__STATED GOAL__: Which lines in the rows below contain the word "crowd"? Extract each of them in full.
— Begin INPUT ROWS —
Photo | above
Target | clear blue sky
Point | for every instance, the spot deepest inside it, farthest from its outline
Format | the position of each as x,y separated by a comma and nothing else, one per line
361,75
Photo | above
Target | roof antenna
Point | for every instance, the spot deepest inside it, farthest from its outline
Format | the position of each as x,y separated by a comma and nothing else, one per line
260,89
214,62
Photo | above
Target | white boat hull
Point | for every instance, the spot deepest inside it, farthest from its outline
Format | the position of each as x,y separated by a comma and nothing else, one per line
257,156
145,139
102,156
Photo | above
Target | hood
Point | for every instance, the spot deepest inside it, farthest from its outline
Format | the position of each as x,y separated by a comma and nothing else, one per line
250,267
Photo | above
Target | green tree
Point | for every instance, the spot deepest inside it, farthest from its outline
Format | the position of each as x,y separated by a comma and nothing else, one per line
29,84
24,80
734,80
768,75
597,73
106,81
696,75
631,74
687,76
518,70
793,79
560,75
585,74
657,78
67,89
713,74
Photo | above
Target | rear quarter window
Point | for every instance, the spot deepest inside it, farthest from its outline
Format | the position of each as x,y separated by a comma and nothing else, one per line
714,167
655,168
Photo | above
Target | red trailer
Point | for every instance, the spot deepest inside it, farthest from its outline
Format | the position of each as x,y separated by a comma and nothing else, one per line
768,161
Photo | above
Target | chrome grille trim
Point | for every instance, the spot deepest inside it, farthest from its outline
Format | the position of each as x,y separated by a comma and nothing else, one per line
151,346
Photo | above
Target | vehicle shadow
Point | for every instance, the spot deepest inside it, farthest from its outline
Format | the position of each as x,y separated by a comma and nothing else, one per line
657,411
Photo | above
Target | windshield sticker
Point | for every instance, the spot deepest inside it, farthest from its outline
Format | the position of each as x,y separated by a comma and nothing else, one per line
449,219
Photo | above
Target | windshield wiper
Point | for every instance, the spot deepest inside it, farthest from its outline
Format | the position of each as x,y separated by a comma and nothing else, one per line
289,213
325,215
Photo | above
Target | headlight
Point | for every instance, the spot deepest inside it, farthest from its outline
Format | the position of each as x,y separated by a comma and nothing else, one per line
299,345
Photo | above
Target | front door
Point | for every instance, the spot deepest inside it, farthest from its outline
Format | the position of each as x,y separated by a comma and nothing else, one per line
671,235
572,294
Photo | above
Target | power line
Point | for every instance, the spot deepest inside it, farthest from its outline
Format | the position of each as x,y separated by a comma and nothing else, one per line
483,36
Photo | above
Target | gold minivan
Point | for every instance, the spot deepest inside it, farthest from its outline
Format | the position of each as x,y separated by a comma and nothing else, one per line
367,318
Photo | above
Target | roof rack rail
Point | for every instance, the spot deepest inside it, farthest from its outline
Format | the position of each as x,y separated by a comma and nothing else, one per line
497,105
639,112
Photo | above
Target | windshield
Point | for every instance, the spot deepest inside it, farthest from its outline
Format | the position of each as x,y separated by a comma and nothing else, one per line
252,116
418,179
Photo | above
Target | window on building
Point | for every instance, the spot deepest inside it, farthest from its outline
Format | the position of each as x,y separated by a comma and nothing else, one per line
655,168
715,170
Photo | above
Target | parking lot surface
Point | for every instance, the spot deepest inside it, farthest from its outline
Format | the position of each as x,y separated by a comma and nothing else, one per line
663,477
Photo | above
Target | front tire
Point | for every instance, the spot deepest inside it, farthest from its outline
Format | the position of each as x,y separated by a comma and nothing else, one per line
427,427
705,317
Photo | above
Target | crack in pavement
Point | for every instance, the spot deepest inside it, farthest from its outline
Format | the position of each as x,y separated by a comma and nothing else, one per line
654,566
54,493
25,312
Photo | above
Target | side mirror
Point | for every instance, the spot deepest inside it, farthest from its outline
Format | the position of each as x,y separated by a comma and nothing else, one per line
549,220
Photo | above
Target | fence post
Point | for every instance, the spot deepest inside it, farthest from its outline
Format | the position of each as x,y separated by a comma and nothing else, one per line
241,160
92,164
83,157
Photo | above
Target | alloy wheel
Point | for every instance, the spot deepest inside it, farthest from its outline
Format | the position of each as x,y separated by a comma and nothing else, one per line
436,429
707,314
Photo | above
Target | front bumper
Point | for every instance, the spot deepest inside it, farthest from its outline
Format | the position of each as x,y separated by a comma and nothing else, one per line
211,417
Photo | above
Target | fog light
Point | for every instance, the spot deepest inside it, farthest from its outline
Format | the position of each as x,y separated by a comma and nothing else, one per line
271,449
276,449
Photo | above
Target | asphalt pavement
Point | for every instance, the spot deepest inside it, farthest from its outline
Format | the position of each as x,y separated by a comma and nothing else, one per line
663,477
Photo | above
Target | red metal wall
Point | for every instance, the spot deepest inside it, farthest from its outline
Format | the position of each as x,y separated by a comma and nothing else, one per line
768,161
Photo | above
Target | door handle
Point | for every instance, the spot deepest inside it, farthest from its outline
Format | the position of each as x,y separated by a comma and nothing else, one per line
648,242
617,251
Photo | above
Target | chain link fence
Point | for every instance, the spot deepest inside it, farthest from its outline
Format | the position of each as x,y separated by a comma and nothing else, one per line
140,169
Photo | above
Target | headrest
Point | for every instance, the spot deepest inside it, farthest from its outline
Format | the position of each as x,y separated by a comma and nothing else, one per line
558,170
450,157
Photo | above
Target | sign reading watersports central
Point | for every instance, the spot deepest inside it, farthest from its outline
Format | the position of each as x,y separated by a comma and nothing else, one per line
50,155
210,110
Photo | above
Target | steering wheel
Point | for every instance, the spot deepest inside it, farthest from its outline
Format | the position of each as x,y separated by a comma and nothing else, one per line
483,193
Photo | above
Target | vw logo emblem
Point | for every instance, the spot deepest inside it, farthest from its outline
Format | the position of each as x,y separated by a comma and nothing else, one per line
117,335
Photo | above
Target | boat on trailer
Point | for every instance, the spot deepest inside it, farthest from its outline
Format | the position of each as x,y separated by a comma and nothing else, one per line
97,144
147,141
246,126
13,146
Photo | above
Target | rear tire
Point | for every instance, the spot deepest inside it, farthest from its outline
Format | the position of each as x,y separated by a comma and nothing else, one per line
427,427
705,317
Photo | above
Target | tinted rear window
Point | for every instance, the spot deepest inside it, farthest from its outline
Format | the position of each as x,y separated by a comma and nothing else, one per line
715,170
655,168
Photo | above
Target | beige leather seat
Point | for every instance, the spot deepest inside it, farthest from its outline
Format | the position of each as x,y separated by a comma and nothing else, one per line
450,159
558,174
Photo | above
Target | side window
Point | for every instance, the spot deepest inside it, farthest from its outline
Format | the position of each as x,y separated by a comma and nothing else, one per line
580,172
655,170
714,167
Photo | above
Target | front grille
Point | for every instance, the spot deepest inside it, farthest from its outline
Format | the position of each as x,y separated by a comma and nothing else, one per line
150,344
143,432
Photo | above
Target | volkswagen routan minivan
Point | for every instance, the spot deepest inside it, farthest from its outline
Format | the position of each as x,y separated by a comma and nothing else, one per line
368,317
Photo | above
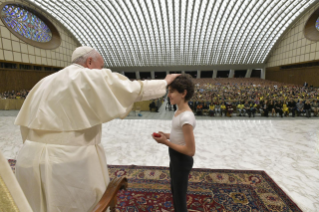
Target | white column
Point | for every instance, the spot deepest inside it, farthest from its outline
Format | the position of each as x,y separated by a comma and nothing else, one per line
263,73
198,74
137,73
231,73
214,73
248,73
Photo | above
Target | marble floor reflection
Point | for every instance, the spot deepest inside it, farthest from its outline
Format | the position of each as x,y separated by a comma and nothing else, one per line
285,148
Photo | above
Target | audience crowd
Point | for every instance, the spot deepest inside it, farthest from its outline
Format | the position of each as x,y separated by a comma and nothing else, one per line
243,96
249,96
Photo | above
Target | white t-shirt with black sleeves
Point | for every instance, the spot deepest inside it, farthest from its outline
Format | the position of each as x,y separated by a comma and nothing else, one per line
186,117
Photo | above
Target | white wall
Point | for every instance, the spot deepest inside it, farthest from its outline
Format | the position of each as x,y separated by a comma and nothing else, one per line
294,47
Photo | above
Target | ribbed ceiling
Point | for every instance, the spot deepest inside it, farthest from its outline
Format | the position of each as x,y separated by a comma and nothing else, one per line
177,32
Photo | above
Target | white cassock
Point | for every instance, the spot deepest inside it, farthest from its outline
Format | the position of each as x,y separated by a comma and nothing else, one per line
62,164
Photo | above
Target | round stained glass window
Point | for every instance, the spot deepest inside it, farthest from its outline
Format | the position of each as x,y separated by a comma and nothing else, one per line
26,23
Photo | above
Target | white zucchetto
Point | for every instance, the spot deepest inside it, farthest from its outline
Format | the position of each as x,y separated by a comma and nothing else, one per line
80,51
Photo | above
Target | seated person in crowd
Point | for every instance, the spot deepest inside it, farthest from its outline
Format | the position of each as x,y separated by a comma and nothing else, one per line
314,107
211,109
229,108
253,108
199,109
278,107
285,109
152,106
292,107
247,108
191,104
241,109
300,107
217,108
271,108
307,108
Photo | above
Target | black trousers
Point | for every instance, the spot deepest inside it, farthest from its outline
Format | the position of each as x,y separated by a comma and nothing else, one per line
179,167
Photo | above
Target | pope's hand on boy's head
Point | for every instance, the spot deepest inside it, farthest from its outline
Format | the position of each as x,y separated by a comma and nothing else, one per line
160,140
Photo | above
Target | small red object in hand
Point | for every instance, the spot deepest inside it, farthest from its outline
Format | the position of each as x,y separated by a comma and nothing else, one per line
156,135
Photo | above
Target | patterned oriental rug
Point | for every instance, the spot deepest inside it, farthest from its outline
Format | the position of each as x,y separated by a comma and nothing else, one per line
210,190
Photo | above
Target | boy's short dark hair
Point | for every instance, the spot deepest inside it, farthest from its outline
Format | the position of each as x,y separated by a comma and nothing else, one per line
182,83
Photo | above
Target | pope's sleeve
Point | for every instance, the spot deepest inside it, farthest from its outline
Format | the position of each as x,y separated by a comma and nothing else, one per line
114,94
139,90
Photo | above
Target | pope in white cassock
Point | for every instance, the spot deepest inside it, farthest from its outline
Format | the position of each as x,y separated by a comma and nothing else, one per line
62,164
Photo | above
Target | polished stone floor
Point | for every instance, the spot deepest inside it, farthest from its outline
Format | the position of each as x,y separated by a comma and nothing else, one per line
286,148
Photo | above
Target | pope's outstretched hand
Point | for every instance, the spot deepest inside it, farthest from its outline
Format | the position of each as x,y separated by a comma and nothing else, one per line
170,78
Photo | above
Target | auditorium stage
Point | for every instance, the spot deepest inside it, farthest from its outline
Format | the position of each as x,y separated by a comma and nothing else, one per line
287,149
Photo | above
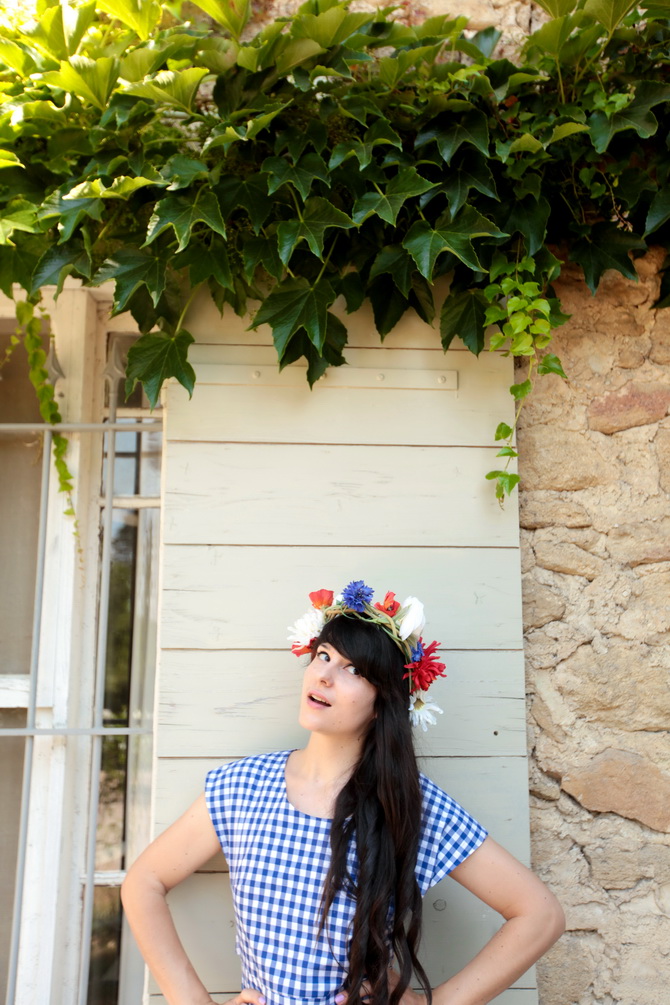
— End INPUT ROWS —
__TASK ANSWER__:
Target | audience crowd
Target | seated person in crowd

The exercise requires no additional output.